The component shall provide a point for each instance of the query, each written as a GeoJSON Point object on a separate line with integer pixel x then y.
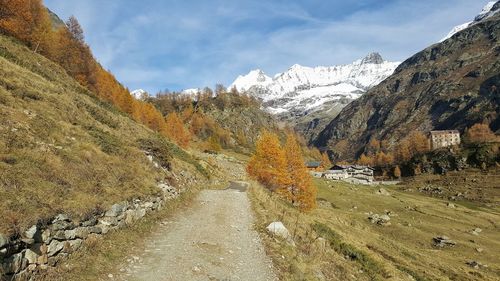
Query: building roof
{"type": "Point", "coordinates": [344, 167]}
{"type": "Point", "coordinates": [438, 132]}
{"type": "Point", "coordinates": [313, 164]}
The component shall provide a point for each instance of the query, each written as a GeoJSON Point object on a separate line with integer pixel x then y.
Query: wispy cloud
{"type": "Point", "coordinates": [181, 44]}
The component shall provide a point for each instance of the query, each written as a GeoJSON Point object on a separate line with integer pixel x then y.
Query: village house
{"type": "Point", "coordinates": [313, 165]}
{"type": "Point", "coordinates": [440, 139]}
{"type": "Point", "coordinates": [350, 173]}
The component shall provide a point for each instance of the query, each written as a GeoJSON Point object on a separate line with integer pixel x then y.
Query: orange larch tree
{"type": "Point", "coordinates": [301, 190]}
{"type": "Point", "coordinates": [268, 164]}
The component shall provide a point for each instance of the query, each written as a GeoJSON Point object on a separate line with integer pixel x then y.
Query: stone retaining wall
{"type": "Point", "coordinates": [41, 247]}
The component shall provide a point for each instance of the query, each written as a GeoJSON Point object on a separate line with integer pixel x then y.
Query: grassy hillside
{"type": "Point", "coordinates": [358, 249]}
{"type": "Point", "coordinates": [63, 150]}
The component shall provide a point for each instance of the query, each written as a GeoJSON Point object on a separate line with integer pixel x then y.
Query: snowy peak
{"type": "Point", "coordinates": [373, 58]}
{"type": "Point", "coordinates": [301, 89]}
{"type": "Point", "coordinates": [253, 78]}
{"type": "Point", "coordinates": [490, 9]}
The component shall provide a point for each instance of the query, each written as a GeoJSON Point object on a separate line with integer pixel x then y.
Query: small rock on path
{"type": "Point", "coordinates": [214, 240]}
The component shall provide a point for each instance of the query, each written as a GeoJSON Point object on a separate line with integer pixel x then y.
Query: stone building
{"type": "Point", "coordinates": [446, 138]}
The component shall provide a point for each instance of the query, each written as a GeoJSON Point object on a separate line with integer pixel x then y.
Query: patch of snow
{"type": "Point", "coordinates": [487, 11]}
{"type": "Point", "coordinates": [139, 94]}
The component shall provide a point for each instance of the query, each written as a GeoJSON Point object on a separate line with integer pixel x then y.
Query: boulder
{"type": "Point", "coordinates": [79, 232]}
{"type": "Point", "coordinates": [278, 229]}
{"type": "Point", "coordinates": [34, 232]}
{"type": "Point", "coordinates": [55, 247]}
{"type": "Point", "coordinates": [14, 264]}
{"type": "Point", "coordinates": [4, 240]}
{"type": "Point", "coordinates": [89, 222]}
{"type": "Point", "coordinates": [379, 219]}
{"type": "Point", "coordinates": [443, 241]}
{"type": "Point", "coordinates": [117, 209]}
{"type": "Point", "coordinates": [31, 256]}
{"type": "Point", "coordinates": [383, 191]}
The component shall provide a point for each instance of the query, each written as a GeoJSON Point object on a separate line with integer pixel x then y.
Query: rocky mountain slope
{"type": "Point", "coordinates": [450, 85]}
{"type": "Point", "coordinates": [309, 97]}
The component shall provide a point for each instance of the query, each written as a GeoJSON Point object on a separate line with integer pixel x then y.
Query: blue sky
{"type": "Point", "coordinates": [178, 44]}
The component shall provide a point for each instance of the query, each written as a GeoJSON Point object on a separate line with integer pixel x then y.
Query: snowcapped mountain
{"type": "Point", "coordinates": [489, 10]}
{"type": "Point", "coordinates": [301, 90]}
{"type": "Point", "coordinates": [310, 97]}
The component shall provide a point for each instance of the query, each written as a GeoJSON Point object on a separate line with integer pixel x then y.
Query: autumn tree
{"type": "Point", "coordinates": [176, 131]}
{"type": "Point", "coordinates": [366, 160]}
{"type": "Point", "coordinates": [480, 133]}
{"type": "Point", "coordinates": [268, 164]}
{"type": "Point", "coordinates": [397, 172]}
{"type": "Point", "coordinates": [301, 190]}
{"type": "Point", "coordinates": [325, 161]}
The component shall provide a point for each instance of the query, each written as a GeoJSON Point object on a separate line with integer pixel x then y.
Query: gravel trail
{"type": "Point", "coordinates": [214, 240]}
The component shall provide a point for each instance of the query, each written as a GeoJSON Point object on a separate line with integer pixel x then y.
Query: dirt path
{"type": "Point", "coordinates": [212, 241]}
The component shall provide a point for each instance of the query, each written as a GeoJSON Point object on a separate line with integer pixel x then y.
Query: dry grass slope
{"type": "Point", "coordinates": [361, 250]}
{"type": "Point", "coordinates": [62, 149]}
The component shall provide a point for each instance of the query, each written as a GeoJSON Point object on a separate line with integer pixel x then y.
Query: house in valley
{"type": "Point", "coordinates": [440, 139]}
{"type": "Point", "coordinates": [350, 173]}
{"type": "Point", "coordinates": [313, 165]}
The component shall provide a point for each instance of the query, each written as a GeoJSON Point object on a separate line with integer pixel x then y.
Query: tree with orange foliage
{"type": "Point", "coordinates": [268, 164]}
{"type": "Point", "coordinates": [301, 188]}
{"type": "Point", "coordinates": [480, 133]}
{"type": "Point", "coordinates": [383, 159]}
{"type": "Point", "coordinates": [175, 129]}
{"type": "Point", "coordinates": [366, 160]}
{"type": "Point", "coordinates": [397, 172]}
{"type": "Point", "coordinates": [325, 161]}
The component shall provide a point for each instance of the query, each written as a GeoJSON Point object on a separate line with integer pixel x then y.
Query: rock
{"type": "Point", "coordinates": [95, 230]}
{"type": "Point", "coordinates": [31, 256]}
{"type": "Point", "coordinates": [62, 225]}
{"type": "Point", "coordinates": [379, 219]}
{"type": "Point", "coordinates": [54, 248]}
{"type": "Point", "coordinates": [383, 191]}
{"type": "Point", "coordinates": [60, 218]}
{"type": "Point", "coordinates": [109, 221]}
{"type": "Point", "coordinates": [117, 209]}
{"type": "Point", "coordinates": [80, 232]}
{"type": "Point", "coordinates": [278, 229]}
{"type": "Point", "coordinates": [89, 222]}
{"type": "Point", "coordinates": [476, 231]}
{"type": "Point", "coordinates": [475, 264]}
{"type": "Point", "coordinates": [34, 233]}
{"type": "Point", "coordinates": [4, 240]}
{"type": "Point", "coordinates": [14, 264]}
{"type": "Point", "coordinates": [442, 241]}
{"type": "Point", "coordinates": [46, 236]}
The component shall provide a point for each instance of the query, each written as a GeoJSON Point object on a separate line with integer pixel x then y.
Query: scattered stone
{"type": "Point", "coordinates": [4, 240]}
{"type": "Point", "coordinates": [379, 219]}
{"type": "Point", "coordinates": [55, 247]}
{"type": "Point", "coordinates": [278, 229]}
{"type": "Point", "coordinates": [31, 256]}
{"type": "Point", "coordinates": [117, 210]}
{"type": "Point", "coordinates": [475, 264]}
{"type": "Point", "coordinates": [383, 191]}
{"type": "Point", "coordinates": [476, 231]}
{"type": "Point", "coordinates": [443, 241]}
{"type": "Point", "coordinates": [33, 233]}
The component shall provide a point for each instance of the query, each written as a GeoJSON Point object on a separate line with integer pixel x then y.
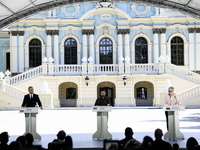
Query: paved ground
{"type": "Point", "coordinates": [81, 124]}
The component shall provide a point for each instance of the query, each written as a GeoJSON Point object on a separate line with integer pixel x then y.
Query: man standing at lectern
{"type": "Point", "coordinates": [31, 99]}
{"type": "Point", "coordinates": [103, 100]}
{"type": "Point", "coordinates": [170, 99]}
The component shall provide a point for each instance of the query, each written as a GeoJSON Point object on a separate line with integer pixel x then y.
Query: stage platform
{"type": "Point", "coordinates": [80, 124]}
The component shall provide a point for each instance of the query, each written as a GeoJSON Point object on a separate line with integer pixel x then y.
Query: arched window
{"type": "Point", "coordinates": [141, 51]}
{"type": "Point", "coordinates": [141, 93]}
{"type": "Point", "coordinates": [70, 51]}
{"type": "Point", "coordinates": [70, 93]}
{"type": "Point", "coordinates": [35, 52]}
{"type": "Point", "coordinates": [106, 51]}
{"type": "Point", "coordinates": [177, 51]}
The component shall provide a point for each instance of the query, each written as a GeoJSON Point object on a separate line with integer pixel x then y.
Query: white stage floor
{"type": "Point", "coordinates": [80, 124]}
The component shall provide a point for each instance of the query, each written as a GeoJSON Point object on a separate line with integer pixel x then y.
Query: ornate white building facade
{"type": "Point", "coordinates": [130, 50]}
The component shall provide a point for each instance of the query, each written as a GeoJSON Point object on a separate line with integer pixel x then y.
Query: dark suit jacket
{"type": "Point", "coordinates": [27, 102]}
{"type": "Point", "coordinates": [102, 102]}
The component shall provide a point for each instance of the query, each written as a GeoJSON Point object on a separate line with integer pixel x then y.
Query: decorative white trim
{"type": "Point", "coordinates": [134, 9]}
{"type": "Point", "coordinates": [97, 47]}
{"type": "Point", "coordinates": [185, 47]}
{"type": "Point", "coordinates": [149, 47]}
{"type": "Point", "coordinates": [72, 14]}
{"type": "Point", "coordinates": [62, 47]}
{"type": "Point", "coordinates": [26, 46]}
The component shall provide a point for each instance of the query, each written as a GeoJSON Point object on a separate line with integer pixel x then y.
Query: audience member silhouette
{"type": "Point", "coordinates": [60, 136]}
{"type": "Point", "coordinates": [4, 138]}
{"type": "Point", "coordinates": [191, 142]}
{"type": "Point", "coordinates": [128, 136]}
{"type": "Point", "coordinates": [22, 141]}
{"type": "Point", "coordinates": [15, 145]}
{"type": "Point", "coordinates": [175, 146]}
{"type": "Point", "coordinates": [67, 144]}
{"type": "Point", "coordinates": [147, 143]}
{"type": "Point", "coordinates": [159, 144]}
{"type": "Point", "coordinates": [29, 139]}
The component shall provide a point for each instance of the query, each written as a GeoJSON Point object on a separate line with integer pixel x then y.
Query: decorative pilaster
{"type": "Point", "coordinates": [91, 37]}
{"type": "Point", "coordinates": [120, 52]}
{"type": "Point", "coordinates": [155, 44]}
{"type": "Point", "coordinates": [84, 34]}
{"type": "Point", "coordinates": [126, 41]}
{"type": "Point", "coordinates": [56, 50]}
{"type": "Point", "coordinates": [49, 43]}
{"type": "Point", "coordinates": [163, 42]}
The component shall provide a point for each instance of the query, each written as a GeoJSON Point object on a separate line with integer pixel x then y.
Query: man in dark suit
{"type": "Point", "coordinates": [159, 144]}
{"type": "Point", "coordinates": [103, 100]}
{"type": "Point", "coordinates": [31, 99]}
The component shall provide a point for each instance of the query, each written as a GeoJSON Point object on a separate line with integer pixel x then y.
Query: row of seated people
{"type": "Point", "coordinates": [64, 142]}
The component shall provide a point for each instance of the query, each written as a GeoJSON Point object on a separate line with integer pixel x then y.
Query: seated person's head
{"type": "Point", "coordinates": [175, 146]}
{"type": "Point", "coordinates": [158, 134]}
{"type": "Point", "coordinates": [191, 142]}
{"type": "Point", "coordinates": [147, 143]}
{"type": "Point", "coordinates": [15, 145]}
{"type": "Point", "coordinates": [29, 138]}
{"type": "Point", "coordinates": [4, 137]}
{"type": "Point", "coordinates": [61, 135]}
{"type": "Point", "coordinates": [128, 132]}
{"type": "Point", "coordinates": [22, 140]}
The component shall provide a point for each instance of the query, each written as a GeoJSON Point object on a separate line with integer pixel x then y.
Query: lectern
{"type": "Point", "coordinates": [173, 122]}
{"type": "Point", "coordinates": [30, 118]}
{"type": "Point", "coordinates": [102, 122]}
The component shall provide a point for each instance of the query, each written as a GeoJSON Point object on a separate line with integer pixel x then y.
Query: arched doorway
{"type": "Point", "coordinates": [144, 93]}
{"type": "Point", "coordinates": [68, 94]}
{"type": "Point", "coordinates": [110, 91]}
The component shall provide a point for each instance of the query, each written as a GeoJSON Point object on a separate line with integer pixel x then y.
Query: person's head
{"type": "Point", "coordinates": [30, 90]}
{"type": "Point", "coordinates": [68, 144]}
{"type": "Point", "coordinates": [147, 143]}
{"type": "Point", "coordinates": [22, 140]}
{"type": "Point", "coordinates": [61, 135]}
{"type": "Point", "coordinates": [103, 93]}
{"type": "Point", "coordinates": [15, 145]}
{"type": "Point", "coordinates": [171, 90]}
{"type": "Point", "coordinates": [191, 142]}
{"type": "Point", "coordinates": [158, 134]}
{"type": "Point", "coordinates": [29, 139]}
{"type": "Point", "coordinates": [175, 146]}
{"type": "Point", "coordinates": [128, 132]}
{"type": "Point", "coordinates": [4, 137]}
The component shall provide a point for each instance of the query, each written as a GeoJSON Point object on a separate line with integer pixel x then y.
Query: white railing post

## WHAT YOU ARE ASKED TO DO
Pick out and copy every line in the records above that contains the word "house". Only matches with the same capitalization count.

## EXERCISE OUTPUT
Query: village house
Query: house in valley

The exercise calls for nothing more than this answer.